入力データ ::
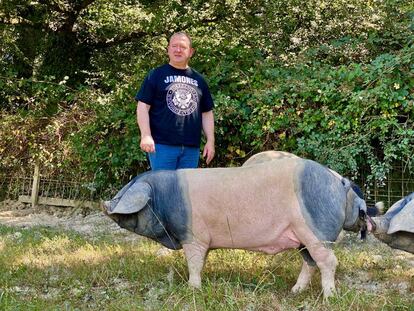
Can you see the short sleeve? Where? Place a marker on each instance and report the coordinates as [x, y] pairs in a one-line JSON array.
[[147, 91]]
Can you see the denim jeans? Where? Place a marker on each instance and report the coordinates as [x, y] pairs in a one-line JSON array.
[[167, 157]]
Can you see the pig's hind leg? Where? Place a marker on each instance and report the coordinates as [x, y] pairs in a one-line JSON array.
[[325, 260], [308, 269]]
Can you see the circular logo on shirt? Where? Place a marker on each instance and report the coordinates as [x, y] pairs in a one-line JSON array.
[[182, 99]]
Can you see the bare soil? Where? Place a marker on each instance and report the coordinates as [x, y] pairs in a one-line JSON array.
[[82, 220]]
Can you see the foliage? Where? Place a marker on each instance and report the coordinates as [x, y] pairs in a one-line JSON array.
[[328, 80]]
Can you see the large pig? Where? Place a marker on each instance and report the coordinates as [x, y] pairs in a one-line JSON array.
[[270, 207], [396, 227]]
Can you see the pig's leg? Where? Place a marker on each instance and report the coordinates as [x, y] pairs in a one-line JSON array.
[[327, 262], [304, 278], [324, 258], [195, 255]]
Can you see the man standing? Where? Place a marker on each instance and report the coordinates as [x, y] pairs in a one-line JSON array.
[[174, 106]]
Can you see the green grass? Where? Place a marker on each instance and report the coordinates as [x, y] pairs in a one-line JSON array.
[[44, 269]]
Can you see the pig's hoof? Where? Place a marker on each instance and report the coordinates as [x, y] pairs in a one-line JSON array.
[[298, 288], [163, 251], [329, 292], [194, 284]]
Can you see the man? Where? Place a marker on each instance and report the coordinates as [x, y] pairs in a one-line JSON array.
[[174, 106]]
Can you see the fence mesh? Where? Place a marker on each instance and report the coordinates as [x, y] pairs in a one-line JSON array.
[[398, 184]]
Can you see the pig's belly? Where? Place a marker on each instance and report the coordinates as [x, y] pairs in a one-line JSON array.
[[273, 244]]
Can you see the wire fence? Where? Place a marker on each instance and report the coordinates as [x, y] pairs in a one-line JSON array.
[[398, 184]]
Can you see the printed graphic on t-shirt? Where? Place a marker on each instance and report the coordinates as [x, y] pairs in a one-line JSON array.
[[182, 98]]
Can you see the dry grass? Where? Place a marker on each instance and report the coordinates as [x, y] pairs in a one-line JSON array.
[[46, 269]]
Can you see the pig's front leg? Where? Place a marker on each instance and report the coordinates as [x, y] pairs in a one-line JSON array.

==

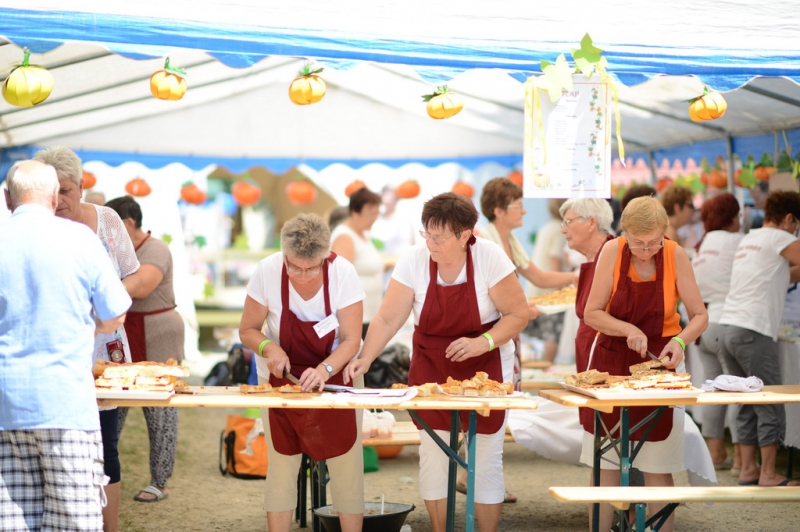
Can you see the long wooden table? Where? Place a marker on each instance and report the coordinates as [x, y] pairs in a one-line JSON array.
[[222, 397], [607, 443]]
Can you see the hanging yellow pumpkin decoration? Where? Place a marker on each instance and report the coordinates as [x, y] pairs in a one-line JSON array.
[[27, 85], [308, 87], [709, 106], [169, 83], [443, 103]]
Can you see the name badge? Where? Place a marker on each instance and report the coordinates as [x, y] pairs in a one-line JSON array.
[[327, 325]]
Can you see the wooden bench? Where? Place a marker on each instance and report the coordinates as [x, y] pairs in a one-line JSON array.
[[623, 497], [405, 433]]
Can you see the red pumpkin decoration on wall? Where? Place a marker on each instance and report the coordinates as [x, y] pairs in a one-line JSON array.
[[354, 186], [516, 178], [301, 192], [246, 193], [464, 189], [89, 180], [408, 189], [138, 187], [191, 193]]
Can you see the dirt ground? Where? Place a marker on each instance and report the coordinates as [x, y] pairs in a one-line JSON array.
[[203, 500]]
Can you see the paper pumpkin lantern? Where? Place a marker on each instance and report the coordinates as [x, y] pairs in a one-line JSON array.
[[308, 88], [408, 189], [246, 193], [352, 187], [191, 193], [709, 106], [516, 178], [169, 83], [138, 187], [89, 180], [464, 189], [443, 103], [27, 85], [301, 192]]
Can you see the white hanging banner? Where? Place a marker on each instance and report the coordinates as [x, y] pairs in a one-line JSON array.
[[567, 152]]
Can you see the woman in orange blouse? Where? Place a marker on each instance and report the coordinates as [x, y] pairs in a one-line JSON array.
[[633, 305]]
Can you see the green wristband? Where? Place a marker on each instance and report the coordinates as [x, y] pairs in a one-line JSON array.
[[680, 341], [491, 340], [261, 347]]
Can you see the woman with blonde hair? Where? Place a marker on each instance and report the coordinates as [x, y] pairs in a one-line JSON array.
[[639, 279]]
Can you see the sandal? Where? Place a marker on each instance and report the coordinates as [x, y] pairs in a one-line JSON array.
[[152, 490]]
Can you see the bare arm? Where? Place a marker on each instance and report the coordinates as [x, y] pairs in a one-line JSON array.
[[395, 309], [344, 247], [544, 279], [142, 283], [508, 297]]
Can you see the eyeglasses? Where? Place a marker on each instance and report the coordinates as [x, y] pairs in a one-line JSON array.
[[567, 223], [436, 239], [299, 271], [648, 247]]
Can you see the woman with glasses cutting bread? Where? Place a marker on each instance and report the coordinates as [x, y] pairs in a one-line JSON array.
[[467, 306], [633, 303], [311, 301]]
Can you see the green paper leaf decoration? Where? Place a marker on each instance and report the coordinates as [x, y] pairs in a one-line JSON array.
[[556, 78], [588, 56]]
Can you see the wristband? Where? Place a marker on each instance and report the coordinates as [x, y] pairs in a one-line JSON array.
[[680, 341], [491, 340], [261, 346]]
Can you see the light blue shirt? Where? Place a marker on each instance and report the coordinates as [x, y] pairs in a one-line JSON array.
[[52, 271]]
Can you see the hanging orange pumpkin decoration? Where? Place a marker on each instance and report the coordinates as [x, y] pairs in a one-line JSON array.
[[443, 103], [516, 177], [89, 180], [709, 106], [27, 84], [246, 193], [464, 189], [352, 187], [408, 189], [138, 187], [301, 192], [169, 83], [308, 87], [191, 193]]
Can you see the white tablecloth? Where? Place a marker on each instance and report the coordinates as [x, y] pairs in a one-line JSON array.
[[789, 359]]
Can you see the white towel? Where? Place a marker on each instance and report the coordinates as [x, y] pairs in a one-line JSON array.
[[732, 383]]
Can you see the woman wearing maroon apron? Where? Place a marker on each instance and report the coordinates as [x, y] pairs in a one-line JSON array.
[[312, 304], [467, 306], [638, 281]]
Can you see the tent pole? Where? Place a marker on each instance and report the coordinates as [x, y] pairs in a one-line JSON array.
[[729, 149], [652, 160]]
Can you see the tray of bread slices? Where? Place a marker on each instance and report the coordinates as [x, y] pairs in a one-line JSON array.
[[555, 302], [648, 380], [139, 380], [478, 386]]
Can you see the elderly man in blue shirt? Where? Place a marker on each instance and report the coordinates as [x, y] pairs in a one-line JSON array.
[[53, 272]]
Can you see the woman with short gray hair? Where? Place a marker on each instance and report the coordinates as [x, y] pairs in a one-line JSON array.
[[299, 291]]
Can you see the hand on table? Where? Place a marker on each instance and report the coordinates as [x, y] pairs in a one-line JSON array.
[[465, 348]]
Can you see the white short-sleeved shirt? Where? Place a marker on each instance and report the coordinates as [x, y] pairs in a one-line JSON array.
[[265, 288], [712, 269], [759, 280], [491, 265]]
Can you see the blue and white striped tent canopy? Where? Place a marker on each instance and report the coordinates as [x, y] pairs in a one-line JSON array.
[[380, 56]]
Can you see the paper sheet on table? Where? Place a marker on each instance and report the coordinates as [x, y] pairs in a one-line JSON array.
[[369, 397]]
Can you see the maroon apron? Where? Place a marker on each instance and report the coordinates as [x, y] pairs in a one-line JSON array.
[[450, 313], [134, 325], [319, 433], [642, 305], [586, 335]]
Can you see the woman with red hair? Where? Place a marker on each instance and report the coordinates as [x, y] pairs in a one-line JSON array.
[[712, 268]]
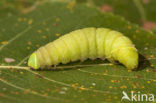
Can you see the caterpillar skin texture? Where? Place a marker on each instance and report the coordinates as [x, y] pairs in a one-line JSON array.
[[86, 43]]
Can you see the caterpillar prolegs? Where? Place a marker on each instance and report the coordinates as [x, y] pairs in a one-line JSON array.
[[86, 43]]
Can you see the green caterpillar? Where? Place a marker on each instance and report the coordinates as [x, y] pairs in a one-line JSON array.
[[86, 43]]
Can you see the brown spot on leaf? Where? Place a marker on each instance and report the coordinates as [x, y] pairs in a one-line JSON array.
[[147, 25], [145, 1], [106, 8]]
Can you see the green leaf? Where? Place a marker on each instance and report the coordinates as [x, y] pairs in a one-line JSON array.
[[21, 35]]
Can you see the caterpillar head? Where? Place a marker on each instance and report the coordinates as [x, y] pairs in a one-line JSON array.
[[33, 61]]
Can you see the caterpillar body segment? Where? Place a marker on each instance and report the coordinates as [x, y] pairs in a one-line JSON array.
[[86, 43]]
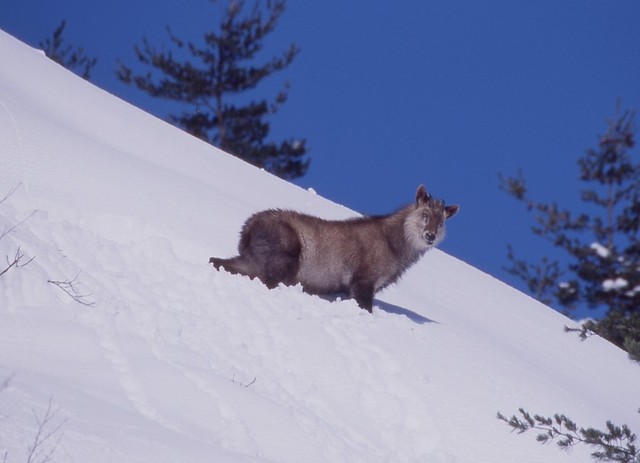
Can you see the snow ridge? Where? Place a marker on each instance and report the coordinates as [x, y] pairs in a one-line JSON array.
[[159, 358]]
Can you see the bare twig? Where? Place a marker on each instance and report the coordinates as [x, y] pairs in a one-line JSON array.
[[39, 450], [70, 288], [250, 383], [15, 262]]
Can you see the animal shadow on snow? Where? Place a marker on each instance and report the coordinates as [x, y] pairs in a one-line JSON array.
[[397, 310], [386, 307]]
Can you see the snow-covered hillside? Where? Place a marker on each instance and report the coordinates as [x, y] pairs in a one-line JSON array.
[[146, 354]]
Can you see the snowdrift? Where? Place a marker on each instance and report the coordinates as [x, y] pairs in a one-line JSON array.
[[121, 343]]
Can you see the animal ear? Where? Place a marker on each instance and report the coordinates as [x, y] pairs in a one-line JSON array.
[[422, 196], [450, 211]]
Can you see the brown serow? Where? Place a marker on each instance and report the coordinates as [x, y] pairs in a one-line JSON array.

課題の条件 :: 「Can you see the green leaf?」を含む行で始まり「[[422, 196], [450, 211]]」を含む行で終わる部分を、両端の行も含めて一字一句変えずに書き出すこと。画像は答えに入れない。

解答全文 ::
Can you see the green leaf? Where? Place a marker on each instance and report the coordinates as [x, y] pairs in a one-line JSON array.
[[21, 35]]
Can you see the caterpillar head? Where? Place a marker on each instance and report the coordinates as [x, y] pairs in a one-line JSON array.
[[33, 61]]
Can you see the caterpillar body segment? Where? Place a marker on each instance and report the coordinates as [x, y] pairs in a one-line JSON array.
[[86, 43]]
Can you see the snow ridge? Where? Place a marker on each instance and report the coordinates as [x, y] pairs in a one-line JSON array.
[[159, 358]]
Can you see the bare twig? Where? Place a marker on each instance and report the coordinates as [x, y] pairs in a one-line JSON array.
[[39, 450], [70, 288], [250, 383], [15, 262]]
Can you see the animal shadow on snow? Where? Place a marker on each instance and report the coordinates as [x, y] pairs in a one-line JSON array.
[[397, 310], [386, 307]]
Can you see the snow-covered hillside? Where? Place a marker on each instance and report the coordinates as [x, y] pairs in a one-line JSON array.
[[146, 354]]
Can you see the snowdrift? Where? Place a marker on each instance and report the coordinates as [x, y] pairs in a one-line JSON array.
[[121, 343]]
Can you see the animal ear? Where? Place a marker on each instance and report the coordinates as [x, y] pairs in a one-line JSON array.
[[422, 196], [450, 211]]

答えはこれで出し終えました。